Labeled-object pointing entries
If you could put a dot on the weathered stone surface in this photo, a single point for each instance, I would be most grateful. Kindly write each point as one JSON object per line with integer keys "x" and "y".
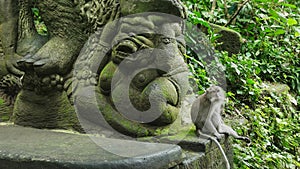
{"x": 29, "y": 148}
{"x": 198, "y": 153}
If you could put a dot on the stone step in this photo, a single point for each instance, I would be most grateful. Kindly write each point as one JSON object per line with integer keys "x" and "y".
{"x": 29, "y": 148}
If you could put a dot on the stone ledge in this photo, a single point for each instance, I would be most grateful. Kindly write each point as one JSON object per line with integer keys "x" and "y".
{"x": 29, "y": 148}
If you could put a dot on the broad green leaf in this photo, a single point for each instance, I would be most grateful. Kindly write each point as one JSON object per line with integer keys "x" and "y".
{"x": 291, "y": 22}
{"x": 279, "y": 32}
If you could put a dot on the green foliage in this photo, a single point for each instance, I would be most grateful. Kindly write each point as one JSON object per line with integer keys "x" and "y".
{"x": 268, "y": 58}
{"x": 38, "y": 22}
{"x": 274, "y": 130}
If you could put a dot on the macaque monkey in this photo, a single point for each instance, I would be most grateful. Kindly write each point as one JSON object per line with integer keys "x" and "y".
{"x": 206, "y": 115}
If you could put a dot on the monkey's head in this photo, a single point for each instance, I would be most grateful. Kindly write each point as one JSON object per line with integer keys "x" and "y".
{"x": 215, "y": 93}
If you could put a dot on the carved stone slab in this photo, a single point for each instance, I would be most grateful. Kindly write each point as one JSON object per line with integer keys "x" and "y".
{"x": 29, "y": 148}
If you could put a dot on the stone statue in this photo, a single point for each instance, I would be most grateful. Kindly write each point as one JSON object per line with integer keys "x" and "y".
{"x": 142, "y": 40}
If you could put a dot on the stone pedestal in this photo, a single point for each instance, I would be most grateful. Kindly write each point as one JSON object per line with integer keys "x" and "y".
{"x": 29, "y": 148}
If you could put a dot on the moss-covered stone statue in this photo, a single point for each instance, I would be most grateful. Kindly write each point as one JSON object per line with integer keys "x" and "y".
{"x": 132, "y": 61}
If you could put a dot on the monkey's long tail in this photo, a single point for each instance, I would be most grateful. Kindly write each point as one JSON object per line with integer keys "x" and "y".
{"x": 222, "y": 151}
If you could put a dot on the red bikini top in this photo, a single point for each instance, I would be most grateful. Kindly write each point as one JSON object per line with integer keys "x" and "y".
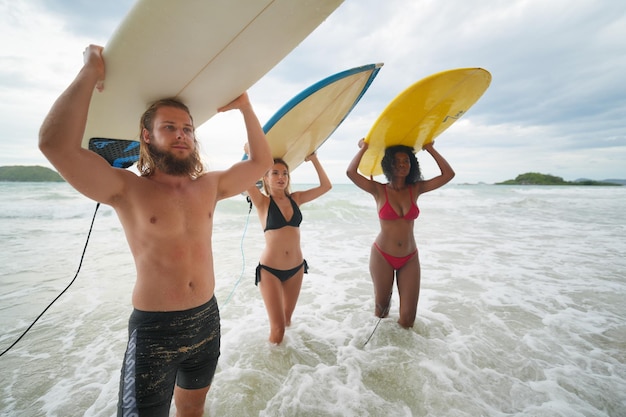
{"x": 388, "y": 213}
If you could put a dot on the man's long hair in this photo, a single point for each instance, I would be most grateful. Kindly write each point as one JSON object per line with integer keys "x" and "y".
{"x": 146, "y": 164}
{"x": 415, "y": 174}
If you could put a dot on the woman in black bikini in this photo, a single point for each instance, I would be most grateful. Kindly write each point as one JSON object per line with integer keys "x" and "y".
{"x": 282, "y": 265}
{"x": 394, "y": 251}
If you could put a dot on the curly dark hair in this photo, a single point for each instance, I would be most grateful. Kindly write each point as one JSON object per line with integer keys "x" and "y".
{"x": 415, "y": 174}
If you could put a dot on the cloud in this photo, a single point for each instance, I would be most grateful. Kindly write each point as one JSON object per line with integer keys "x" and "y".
{"x": 555, "y": 105}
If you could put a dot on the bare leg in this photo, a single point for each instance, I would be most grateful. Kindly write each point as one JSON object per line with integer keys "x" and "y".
{"x": 190, "y": 402}
{"x": 408, "y": 282}
{"x": 291, "y": 292}
{"x": 382, "y": 278}
{"x": 272, "y": 292}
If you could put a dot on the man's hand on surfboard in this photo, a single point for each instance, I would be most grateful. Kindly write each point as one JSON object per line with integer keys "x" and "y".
{"x": 92, "y": 56}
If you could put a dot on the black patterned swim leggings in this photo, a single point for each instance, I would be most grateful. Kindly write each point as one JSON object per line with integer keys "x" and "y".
{"x": 167, "y": 348}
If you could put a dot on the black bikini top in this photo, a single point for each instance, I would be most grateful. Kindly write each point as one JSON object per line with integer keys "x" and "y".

** WHAT IS ASKED **
Transcribe the listing in full and omit the pictures.

** ANSWER TO THIS TASK **
If you could put a dot on the weathered stone surface in this photo, a single point for each instance, I would be most grateful. Kindly write each point as one JSON object per line with integer keys "x" and "y".
{"x": 29, "y": 148}
{"x": 198, "y": 153}
If you could put a dot on the stone step in this photo, a single point for each instance, I would be most grateful. Kindly write each point as one JSON object per line with integer keys "x" and "y".
{"x": 29, "y": 148}
If you could put a dot on the stone ledge in this photo, a single point for each instance, I would be most grateful. Kindly write each point as one JSON object per line with integer keys "x" and "y".
{"x": 29, "y": 148}
If you could put a dot on the broad green leaf in this photo, a single point for each instance, I would be most grateful. Kindly write each point as one JSON object per line with integer keys "x" and "y".
{"x": 291, "y": 22}
{"x": 279, "y": 32}
If you could put a dot on the green foliage in this photo, a single point for each instance, I would be most grateful. Kindly write each point as one JSON object per line with integer keys "x" and "y".
{"x": 268, "y": 58}
{"x": 38, "y": 22}
{"x": 274, "y": 130}
If you could put a dot on the macaque monkey in this photo, a single point for each instance, I would be most grateful. Kindly write each point as one JSON object per line with integer keys "x" and "y".
{"x": 206, "y": 115}
If you could put a dot on the monkey's head in this photo, a single point for each instance, I would be most grateful. Kindly write each point as one JSON object per line with integer keys "x" and "y".
{"x": 215, "y": 93}
If you could put a dot on the carved stone slab in this photo, a single point for each instance, I would be most grateful. Kindly write each point as one JSON object per line with integer keys "x" and "y".
{"x": 29, "y": 148}
If you could put a dot on the stone statue in this photo, a single point for each instance, I would be most grateful. Kindly write each point as one JSON object per line with integer keys "x" and "y".
{"x": 142, "y": 40}
If you could put a dot on the stone pedestal in this photo, a single point for each instance, I would be most grateful. Kindly write each point as one JSON object per line with integer keys "x" and "y".
{"x": 29, "y": 148}
If you could put a dot on the moss-covered stone statue in this photo, a single point for each instance, I would be most grateful. Kindly write each point as one JSON object per line with integer keys "x" and "y".
{"x": 132, "y": 61}
If you could put a dot on the monkey's long tail in this photo, a single point for each instance, I would be most grateful. Kindly write each point as one JSON object per line with integer keys "x" and "y".
{"x": 222, "y": 151}
If you could put a dot on the red bikini top in this photo, a single point for each instance, I would be most grateful. Kindly write each point as one JSON object per line with integer keys "x" and "y".
{"x": 388, "y": 213}
If you could put a dot on the man's long hair in this photo, a single point for each instance, I would be most grateful. Kindly write each point as one JSON object per line with integer keys "x" and "y".
{"x": 146, "y": 164}
{"x": 415, "y": 174}
If you could put a dot on the woman in black bikini in this photo, a single point for each instance, I would be most grateful. Kindly write each point as one JSON object per line with integer keys "x" and "y".
{"x": 282, "y": 265}
{"x": 394, "y": 251}
If you could put a dot on the curly dark hair in this photo, a single point for each instance, I would be most grateful. Kindly write each point as one JSON object per line with integer keys "x" and "y".
{"x": 415, "y": 174}
If you could put a dot on the cloud in this photo, a single point for each instance, I would be most grateful. Kindly write each point as one JSON object per line with integer keys "x" and "y".
{"x": 555, "y": 105}
If you could put a dot on the bare leg in this photo, a single point for each instance, I would be most grateful. Kindly write each point as one JSON object per line with integer keys "x" and "y".
{"x": 190, "y": 402}
{"x": 408, "y": 282}
{"x": 291, "y": 292}
{"x": 382, "y": 278}
{"x": 272, "y": 292}
If you could put a dot on the man's hand on surfboard in this photo, a single point for each instance, I would be most grateful. Kindly write each point as one JSON object per line with integer keys "x" and "y".
{"x": 92, "y": 56}
If you could put a dot on the black patterned swim leggings in this photo, a single point for each instance, I would be most grateful. Kindly write each point as one JSON object per line with integer keys "x" and "y".
{"x": 167, "y": 348}
If you could put a dot on the black bikini top in this photo, a single point for each instance, I would be most grateful. Kindly write each point as one JSON object per line with integer keys "x" and "y".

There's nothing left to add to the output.